**What is asked:**
How many lines in the records below contain the word "ceiling"? Reply with the number alone.

**Records for pointing at named objects:**
* * *

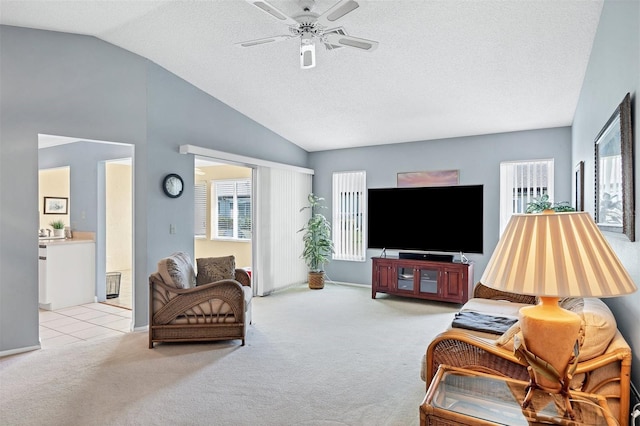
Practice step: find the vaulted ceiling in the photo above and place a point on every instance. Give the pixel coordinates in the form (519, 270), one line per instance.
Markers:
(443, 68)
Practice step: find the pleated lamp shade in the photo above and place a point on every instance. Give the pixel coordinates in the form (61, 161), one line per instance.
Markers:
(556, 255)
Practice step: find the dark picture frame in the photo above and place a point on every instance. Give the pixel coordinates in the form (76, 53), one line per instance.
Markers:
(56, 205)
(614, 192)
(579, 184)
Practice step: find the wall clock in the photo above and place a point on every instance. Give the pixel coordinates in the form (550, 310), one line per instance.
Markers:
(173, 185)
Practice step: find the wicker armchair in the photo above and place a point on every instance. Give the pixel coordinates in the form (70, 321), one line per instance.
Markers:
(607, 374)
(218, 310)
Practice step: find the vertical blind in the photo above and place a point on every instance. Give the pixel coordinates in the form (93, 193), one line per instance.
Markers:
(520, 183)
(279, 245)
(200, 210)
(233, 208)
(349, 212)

* * *

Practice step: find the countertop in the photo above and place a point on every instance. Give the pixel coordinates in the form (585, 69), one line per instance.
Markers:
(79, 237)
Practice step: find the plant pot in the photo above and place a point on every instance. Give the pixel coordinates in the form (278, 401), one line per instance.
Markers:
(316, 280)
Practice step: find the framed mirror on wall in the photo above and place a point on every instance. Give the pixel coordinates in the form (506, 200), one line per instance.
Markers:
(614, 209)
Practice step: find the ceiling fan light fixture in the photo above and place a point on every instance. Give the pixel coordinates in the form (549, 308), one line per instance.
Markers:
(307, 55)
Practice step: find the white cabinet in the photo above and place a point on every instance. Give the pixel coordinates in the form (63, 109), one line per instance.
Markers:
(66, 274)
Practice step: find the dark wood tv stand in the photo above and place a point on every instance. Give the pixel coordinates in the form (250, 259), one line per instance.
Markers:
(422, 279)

* * *

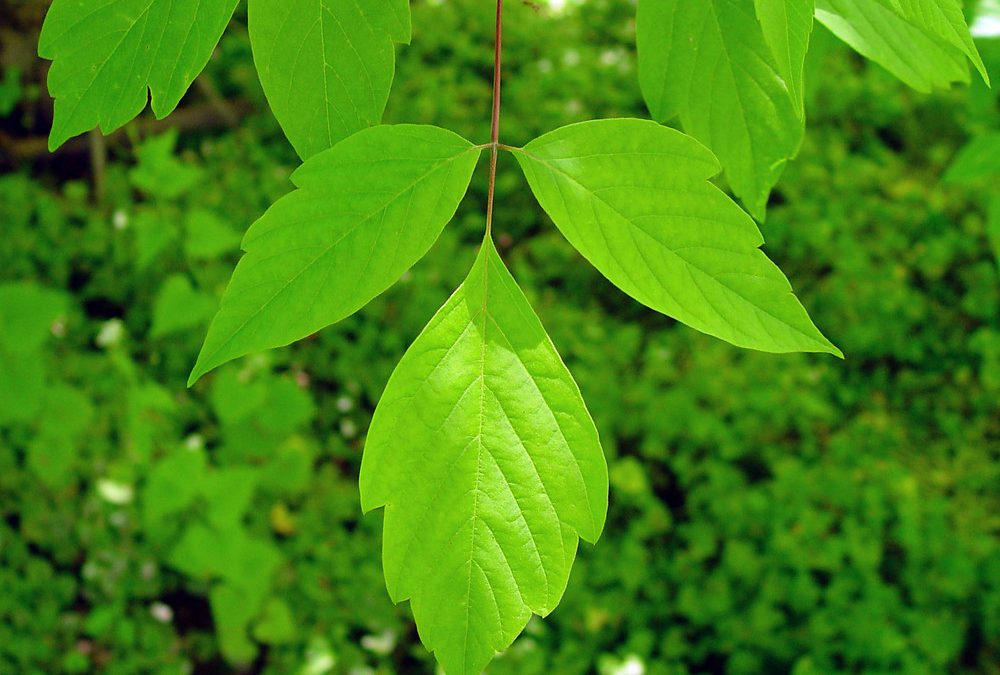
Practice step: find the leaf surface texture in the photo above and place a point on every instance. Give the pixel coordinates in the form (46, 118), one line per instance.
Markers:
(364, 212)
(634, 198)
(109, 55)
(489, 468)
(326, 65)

* * *

**Exercise output:**
2